Your objective
Please print all of the entries, matching them exactly.

Material provided
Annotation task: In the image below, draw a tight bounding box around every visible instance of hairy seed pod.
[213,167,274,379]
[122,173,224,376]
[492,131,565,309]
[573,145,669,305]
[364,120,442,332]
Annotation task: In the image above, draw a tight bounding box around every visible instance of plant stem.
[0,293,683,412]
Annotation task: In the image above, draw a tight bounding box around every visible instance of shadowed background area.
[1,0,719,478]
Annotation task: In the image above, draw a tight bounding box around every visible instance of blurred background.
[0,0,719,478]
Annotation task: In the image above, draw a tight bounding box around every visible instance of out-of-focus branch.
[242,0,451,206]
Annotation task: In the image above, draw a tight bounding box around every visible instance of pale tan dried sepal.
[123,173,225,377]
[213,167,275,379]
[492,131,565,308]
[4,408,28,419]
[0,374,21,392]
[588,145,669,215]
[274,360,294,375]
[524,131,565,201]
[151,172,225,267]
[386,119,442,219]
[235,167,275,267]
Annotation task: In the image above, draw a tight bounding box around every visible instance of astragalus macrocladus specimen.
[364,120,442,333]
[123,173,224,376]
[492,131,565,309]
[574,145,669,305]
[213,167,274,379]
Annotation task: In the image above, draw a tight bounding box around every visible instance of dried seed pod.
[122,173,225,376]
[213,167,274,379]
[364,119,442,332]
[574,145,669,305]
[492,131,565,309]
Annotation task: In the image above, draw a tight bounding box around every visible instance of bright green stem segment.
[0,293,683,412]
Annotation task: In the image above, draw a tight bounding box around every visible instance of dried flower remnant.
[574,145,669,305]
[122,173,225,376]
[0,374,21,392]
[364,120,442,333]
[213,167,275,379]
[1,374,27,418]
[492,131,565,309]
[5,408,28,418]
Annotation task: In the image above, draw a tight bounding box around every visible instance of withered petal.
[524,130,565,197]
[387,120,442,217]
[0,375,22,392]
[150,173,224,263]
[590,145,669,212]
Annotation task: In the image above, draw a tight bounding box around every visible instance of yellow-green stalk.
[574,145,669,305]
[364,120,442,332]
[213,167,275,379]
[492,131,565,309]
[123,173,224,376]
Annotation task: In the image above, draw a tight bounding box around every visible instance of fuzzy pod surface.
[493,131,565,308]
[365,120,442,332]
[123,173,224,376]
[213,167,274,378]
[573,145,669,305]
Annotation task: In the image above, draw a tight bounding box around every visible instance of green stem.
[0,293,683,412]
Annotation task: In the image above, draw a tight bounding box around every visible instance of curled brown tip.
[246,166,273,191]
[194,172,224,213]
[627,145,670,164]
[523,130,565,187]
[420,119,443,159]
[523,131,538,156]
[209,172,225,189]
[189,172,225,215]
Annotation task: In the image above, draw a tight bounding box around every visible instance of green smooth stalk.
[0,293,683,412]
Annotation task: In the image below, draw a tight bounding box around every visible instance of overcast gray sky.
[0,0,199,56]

Task result
Annotation task: In the image below, draw a tight bounding box around every visible instance of hairy seed pod.
[213,167,274,379]
[122,173,224,376]
[492,131,565,309]
[573,145,669,305]
[364,120,442,332]
Annotation task: In the image above, draw a tight bounding box around every visible instance of plant stem.
[0,293,683,412]
Annotation task: In the image above, draw a tight bounding box around every visible instance of shadowed background area.
[1,0,719,478]
Annotation task: In the image above, draw a tight bounding box around every visible instance of blurred background.
[0,0,719,478]
Annotation task: In the image above, draw a tight bounding box around every visible instance of out-of-focus branch.
[242,0,451,206]
Annotation task: In the image above, draw a tight bounding box around every visible instance of pale tan dried sepal.
[123,173,225,377]
[213,167,275,379]
[492,131,565,308]
[4,408,28,419]
[0,374,21,392]
[588,145,669,215]
[274,360,294,375]
[524,131,565,201]
[151,172,225,267]
[386,119,442,219]
[235,167,275,267]
Annotation task: In the image above, draw a tight bounding box around every visible instance of astragalus macrocladus specimen.
[364,120,442,333]
[123,173,224,376]
[492,131,565,309]
[574,145,669,305]
[213,167,274,379]
Annotation task: In the image above, draw a tight bounding box around every visible instance of dried seed pod.
[122,173,225,376]
[213,167,274,379]
[364,119,442,332]
[574,145,669,305]
[492,131,565,309]
Annotation task: In the image above, draw a tight bounding box around every visible instance of bright green stem segment.
[0,293,683,412]
Annotation task: In the image above, draw a tight bounding box around every visible instance of dried flower remnant.
[574,145,669,305]
[122,173,225,376]
[0,374,21,392]
[364,120,442,333]
[213,167,275,379]
[1,374,27,418]
[492,131,565,309]
[5,408,28,418]
Annotation task: In the image above, draw a tight bounding box around every visible instance of withered petal.
[524,130,565,197]
[387,120,442,217]
[0,375,22,392]
[150,173,224,263]
[590,145,669,212]
Annotation task: In the image above, draw a tight bounding box around every visible instance of yellow-green stalk.
[574,145,669,305]
[364,120,442,332]
[213,167,275,379]
[492,131,565,309]
[123,173,224,376]
Annotation task: In the image above, draw a tight bounding box around every visible instance of fuzzy pod surface.
[493,131,565,308]
[365,120,442,332]
[123,173,224,376]
[213,167,274,378]
[573,145,669,305]
Annotation task: In the image above, draw a tight bounding box around every visible instance of green stem.
[0,293,683,412]
Annotation task: In the image above, draw a tight bounding box around every visible instance of curled brown tip.
[246,166,273,191]
[194,172,224,213]
[627,145,670,164]
[523,130,565,187]
[420,119,443,159]
[523,131,538,156]
[209,172,225,189]
[189,172,225,215]
Annotation task: In the image above, draw a tight bounding box around every visible instance of green smooth stalk.
[0,293,683,412]
Annotation task: In the image below, draw a tight bounding box around every visible instance of overcast gray sky.
[0,0,199,56]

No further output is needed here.